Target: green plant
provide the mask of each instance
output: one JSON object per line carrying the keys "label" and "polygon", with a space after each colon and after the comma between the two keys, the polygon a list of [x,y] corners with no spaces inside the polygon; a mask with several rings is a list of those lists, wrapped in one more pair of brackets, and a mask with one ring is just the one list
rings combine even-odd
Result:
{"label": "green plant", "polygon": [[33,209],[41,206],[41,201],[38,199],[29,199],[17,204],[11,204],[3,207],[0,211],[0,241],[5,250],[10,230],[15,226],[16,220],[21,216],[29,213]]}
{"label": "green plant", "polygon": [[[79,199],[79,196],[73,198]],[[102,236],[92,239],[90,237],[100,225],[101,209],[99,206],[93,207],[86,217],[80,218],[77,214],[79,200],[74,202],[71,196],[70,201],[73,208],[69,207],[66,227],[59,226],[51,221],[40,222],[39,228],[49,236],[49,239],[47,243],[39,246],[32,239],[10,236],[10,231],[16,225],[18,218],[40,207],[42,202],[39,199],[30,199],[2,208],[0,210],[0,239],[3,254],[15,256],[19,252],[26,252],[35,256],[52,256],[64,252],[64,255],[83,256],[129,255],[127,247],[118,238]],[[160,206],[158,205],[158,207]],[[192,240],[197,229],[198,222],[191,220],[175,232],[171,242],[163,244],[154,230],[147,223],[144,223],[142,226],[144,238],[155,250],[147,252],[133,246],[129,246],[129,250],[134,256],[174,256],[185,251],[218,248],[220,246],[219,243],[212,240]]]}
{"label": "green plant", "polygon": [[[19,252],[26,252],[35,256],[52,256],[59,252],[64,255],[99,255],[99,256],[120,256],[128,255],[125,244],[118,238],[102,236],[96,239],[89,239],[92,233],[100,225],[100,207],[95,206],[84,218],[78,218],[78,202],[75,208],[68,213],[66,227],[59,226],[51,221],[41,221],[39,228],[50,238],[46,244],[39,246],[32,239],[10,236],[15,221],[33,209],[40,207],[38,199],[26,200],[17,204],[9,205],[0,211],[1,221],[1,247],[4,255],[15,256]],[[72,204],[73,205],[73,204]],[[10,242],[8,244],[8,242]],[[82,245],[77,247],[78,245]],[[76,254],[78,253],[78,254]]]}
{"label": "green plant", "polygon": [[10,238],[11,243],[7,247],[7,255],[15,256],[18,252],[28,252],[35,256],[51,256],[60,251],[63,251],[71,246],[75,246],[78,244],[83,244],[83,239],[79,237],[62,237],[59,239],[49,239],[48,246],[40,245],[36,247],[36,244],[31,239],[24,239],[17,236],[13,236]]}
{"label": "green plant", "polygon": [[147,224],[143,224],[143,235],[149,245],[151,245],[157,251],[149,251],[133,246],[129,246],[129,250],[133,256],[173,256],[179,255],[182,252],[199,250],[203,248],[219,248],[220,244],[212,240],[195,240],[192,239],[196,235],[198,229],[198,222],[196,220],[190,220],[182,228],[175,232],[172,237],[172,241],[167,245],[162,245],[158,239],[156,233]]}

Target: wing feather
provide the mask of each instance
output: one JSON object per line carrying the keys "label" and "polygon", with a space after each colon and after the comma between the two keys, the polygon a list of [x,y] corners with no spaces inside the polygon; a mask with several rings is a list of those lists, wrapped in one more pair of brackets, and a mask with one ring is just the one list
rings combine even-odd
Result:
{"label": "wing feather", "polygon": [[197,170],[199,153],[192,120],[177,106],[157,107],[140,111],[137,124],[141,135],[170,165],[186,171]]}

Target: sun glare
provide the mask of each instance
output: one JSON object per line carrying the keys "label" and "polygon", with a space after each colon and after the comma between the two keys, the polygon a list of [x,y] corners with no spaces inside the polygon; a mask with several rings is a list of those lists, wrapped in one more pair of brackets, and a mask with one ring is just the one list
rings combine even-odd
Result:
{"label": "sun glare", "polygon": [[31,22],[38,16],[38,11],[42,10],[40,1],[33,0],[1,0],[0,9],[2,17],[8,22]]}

> **What this task involves**:
Your reply must repeat the records above exactly and in full.

> **Answer space**:
Target: green plant
provide the mask of each instance
output: one JSON object per line carrying the keys "label" and "polygon", with a space after each colon and after the comma between the two keys, the polygon a list of [x,y] corners with no spaces inside the polygon; a mask with several rings is a list of those lists, wrapped in one more pair of brackets, and a mask with one ring is just the one list
rings combine even-odd
Result:
{"label": "green plant", "polygon": [[33,209],[41,206],[41,201],[38,199],[29,199],[17,204],[11,204],[3,207],[0,211],[0,241],[5,250],[10,230],[15,226],[16,220],[21,216],[29,213]]}
{"label": "green plant", "polygon": [[[79,199],[79,196],[73,198]],[[102,236],[92,239],[90,237],[100,225],[101,209],[99,206],[93,207],[86,217],[80,218],[77,214],[79,200],[74,202],[71,196],[70,201],[73,208],[69,207],[66,227],[59,226],[51,221],[40,222],[39,228],[49,236],[49,239],[47,243],[39,246],[32,239],[10,236],[10,231],[16,225],[18,218],[40,207],[42,202],[39,199],[30,199],[2,208],[0,210],[0,239],[3,254],[15,256],[19,252],[26,252],[35,256],[52,256],[64,252],[64,255],[83,256],[129,255],[127,247],[118,238]],[[160,206],[158,205],[158,207]],[[192,240],[197,229],[198,222],[191,220],[175,232],[171,242],[163,244],[154,230],[147,223],[144,223],[142,226],[144,238],[155,250],[147,252],[133,246],[129,246],[129,250],[134,256],[174,256],[185,251],[218,248],[220,246],[219,243],[212,240]]]}
{"label": "green plant", "polygon": [[[19,252],[26,252],[35,256],[52,256],[59,252],[64,255],[99,255],[99,256],[120,256],[128,255],[125,244],[118,238],[102,236],[96,239],[89,239],[92,233],[100,225],[100,207],[95,206],[84,218],[78,218],[78,202],[75,208],[68,213],[66,227],[59,226],[51,221],[41,221],[39,228],[50,238],[46,244],[39,246],[32,239],[10,236],[15,221],[33,209],[40,207],[38,199],[26,200],[17,204],[9,205],[0,211],[1,221],[1,247],[4,255],[15,256]],[[72,204],[73,205],[73,204]],[[10,242],[8,244],[8,242]],[[82,245],[77,247],[78,245]],[[76,254],[78,253],[78,254]]]}
{"label": "green plant", "polygon": [[10,238],[11,243],[7,247],[7,255],[15,256],[18,252],[28,252],[35,256],[51,256],[60,251],[63,251],[71,246],[75,246],[78,244],[83,244],[83,239],[79,237],[62,237],[59,239],[49,239],[48,246],[40,245],[36,247],[36,244],[31,239],[24,239],[17,236],[13,236]]}
{"label": "green plant", "polygon": [[147,224],[143,224],[143,235],[149,245],[151,245],[157,251],[149,251],[133,246],[129,246],[129,250],[133,256],[173,256],[179,255],[182,252],[199,250],[203,248],[219,248],[220,244],[212,240],[195,240],[192,239],[196,235],[198,229],[198,222],[196,220],[190,220],[182,228],[175,232],[172,237],[172,241],[167,245],[162,245],[158,239],[156,233]]}

Target: wing feather
provide the mask of each instance
output: one JSON object per line carrying the keys "label" and "polygon", with a space after each colon and after the comma between the two keys, the polygon a list of [x,y] corners with no spaces inside the polygon; a mask with several rings is a list of those lists, wrapped in one more pair of brackets, and a mask with one ring is just the one list
rings combine even-odd
Result:
{"label": "wing feather", "polygon": [[197,170],[199,153],[192,120],[177,106],[157,107],[140,111],[137,124],[141,135],[170,165],[186,171]]}

Target: sun glare
provide the mask of each instance
output: one JSON object per line carrying the keys "label" and "polygon", with a space after each colon and after the comma between the two keys, the polygon a list of [x,y] corners with no spaces inside the polygon; a mask with several rings is a list of those lists, wrapped in one more pair of brackets, and a mask with one ring is just the one list
rings combine even-odd
Result:
{"label": "sun glare", "polygon": [[31,22],[38,16],[38,11],[42,10],[40,1],[33,0],[1,0],[0,9],[2,17],[8,22]]}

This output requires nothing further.